SHORT TASK 1: Tally how many lines of the rows contain the string "from", treating uppercase and lowercase as different, and reply with only the number.

DOCUMENT TEXT:
Re: Bjartur's Actual Criticism (finally)

Bjartur wrote:
> User Agents should only follow the intents of users, not sites.

User Agents can only understand intents that they were programmed to
understand. While user agents are updating every 6 weeks, they aren't
shifting dramatically more than every 6 months.

The following intents are things that most UAs handle today:
View
Persist
Print

(technically, those should really be potentially a single intent, but gah)

Some UAs around 2001 learned "Subscribe" (for RSS and later ATOM), but
not all have it.
Some UAs don't even have Print (or Persist).

If someone is designing a web site and wants to offer some magical
thing which a UA doesn't have, we can't just freeze everything and
wait until all UAs implement it. It's nearly 2012, and we will still
have UAs without Print when January comes around. Ideally with
Intents, we can actually map window.print() to an Intent, and then UAs
which don't have native support for Printing could let users pick a
Web based Print partner provider. Now, if a UA doesn't have any native
support for Printing, it's unlikely that it would have a button in its
"UI" for printing (why have a button that does nothing?). Eventually,
as UAs
add support for Intents, a UA without support for native printing
could provide a Print button which in fact just triggers an Intent for
Print, and walks the user through selecting a Print partner and then
sends the selected page to that Intent partner. But that's a long way
off.

MATERIAL FOR THE TASK:
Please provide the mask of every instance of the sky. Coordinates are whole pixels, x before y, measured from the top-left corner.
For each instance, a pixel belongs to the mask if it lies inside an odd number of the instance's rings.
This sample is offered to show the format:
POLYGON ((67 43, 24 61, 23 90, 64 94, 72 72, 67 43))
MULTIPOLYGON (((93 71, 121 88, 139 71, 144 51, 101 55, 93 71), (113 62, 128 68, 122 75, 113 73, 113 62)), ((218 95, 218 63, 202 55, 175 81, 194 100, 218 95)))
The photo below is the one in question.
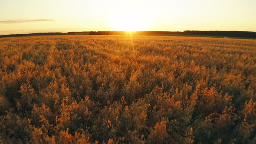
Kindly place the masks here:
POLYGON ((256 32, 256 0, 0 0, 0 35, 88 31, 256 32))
...
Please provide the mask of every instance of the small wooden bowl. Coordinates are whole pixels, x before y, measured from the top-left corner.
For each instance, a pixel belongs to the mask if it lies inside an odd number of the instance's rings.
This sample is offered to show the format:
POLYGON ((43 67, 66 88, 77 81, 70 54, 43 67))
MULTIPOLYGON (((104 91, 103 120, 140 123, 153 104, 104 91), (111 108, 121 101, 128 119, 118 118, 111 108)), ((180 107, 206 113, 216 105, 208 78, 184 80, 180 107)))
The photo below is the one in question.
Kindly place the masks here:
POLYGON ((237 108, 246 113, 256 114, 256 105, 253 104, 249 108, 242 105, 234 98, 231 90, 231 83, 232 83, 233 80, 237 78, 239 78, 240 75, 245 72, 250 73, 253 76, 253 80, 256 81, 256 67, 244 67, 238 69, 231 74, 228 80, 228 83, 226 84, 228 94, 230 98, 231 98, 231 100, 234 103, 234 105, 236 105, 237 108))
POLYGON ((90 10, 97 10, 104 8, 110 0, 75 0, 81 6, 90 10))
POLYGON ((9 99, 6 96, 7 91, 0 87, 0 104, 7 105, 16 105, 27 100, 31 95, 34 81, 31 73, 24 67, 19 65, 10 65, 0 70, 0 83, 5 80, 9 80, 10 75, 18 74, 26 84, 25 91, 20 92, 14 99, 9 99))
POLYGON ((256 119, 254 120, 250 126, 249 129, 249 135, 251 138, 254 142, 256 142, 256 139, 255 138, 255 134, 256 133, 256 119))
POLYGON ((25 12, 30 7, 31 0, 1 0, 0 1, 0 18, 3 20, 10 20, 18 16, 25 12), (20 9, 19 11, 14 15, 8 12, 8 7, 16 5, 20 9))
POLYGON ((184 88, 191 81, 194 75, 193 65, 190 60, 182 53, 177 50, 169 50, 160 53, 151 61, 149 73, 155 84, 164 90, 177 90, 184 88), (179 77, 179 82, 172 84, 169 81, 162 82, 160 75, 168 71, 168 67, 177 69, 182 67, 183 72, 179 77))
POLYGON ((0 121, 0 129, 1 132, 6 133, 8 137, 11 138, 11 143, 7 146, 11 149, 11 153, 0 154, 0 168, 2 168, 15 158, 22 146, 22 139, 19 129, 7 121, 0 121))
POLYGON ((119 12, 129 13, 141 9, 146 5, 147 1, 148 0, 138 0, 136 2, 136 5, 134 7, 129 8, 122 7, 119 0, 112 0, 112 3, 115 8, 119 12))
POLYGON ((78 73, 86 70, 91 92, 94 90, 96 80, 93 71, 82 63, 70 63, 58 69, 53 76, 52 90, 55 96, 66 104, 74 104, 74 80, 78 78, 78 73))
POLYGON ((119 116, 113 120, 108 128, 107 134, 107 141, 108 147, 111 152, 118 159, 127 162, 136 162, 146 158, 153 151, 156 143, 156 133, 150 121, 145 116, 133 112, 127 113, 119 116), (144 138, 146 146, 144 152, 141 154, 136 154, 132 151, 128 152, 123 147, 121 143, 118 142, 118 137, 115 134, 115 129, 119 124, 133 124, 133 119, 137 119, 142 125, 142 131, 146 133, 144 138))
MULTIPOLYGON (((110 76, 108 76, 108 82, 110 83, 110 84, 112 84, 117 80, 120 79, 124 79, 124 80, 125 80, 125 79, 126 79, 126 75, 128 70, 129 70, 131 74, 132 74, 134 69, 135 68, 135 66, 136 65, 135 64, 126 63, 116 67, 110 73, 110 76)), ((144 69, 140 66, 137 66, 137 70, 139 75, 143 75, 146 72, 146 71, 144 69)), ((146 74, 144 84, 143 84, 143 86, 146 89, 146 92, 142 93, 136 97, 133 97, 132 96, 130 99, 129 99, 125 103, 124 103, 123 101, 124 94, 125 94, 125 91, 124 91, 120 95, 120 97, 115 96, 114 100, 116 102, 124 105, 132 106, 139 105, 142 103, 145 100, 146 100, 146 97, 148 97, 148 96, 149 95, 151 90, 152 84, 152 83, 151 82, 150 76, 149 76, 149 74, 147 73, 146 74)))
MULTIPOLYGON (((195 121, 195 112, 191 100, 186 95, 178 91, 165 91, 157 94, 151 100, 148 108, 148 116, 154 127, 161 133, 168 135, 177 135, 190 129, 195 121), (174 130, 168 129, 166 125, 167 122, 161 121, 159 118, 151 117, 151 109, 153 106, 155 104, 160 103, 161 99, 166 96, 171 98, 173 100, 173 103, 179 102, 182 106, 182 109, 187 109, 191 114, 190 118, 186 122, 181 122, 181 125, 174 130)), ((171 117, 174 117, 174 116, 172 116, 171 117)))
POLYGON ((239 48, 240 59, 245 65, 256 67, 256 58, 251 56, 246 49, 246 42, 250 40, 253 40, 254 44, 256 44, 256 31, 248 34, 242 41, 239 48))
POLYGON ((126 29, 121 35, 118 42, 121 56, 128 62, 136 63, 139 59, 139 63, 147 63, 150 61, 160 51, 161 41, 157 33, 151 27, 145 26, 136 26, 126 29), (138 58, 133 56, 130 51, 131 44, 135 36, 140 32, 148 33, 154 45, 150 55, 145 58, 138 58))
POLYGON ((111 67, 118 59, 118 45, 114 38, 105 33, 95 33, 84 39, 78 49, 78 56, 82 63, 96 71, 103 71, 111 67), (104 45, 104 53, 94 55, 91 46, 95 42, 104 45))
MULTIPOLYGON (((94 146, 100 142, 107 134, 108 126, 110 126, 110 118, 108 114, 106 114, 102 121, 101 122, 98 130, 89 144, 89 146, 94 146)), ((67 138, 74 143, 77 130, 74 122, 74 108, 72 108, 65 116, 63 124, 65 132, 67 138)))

SHORT TASK 2: Continue the message about user agents and Intents, starting after its final sentence.

WRITTEN RESPONSE 1: 2

WRITTEN RESPONSE 2:
> Users, not sites, choose actions.

User Agents are always going to be limited. Eventually some UAs may
offer buttons for triggering a certain intent, or selecting an
arbitrary intent. But some Intents will be mostly too complicated for
a User to fill out using a simple "Intent + page". This is where [1]
§10 Manual Providers would come into play. If a User wants to trigger
a complicated intent and the UA doesn't know how to do it, the user
will need to have a §10 provider that they can load (probably via
Bookmarks or something like them) which will let them initiate the
intent they want to initiate. §10 Manual Providers are not something
we can require browsers to provide for all possible intents, since
there are an infinite number of them א‎₄[2] might be the correct size
fwiw, it's pretty large.

> The current proposal gives the responsibility of choosing an action to scripts,

The current "proposal" is not formally proposed. In terms of
deliverables, the webintents proposal that you're looking at covers
parts of the deliverables [3] for B, C, D and E. The proposal doesn't
preclude User Agents providing other ways to manage discovery [3] B,
nor does it preclude other ways for User Agents to trigger dispatch.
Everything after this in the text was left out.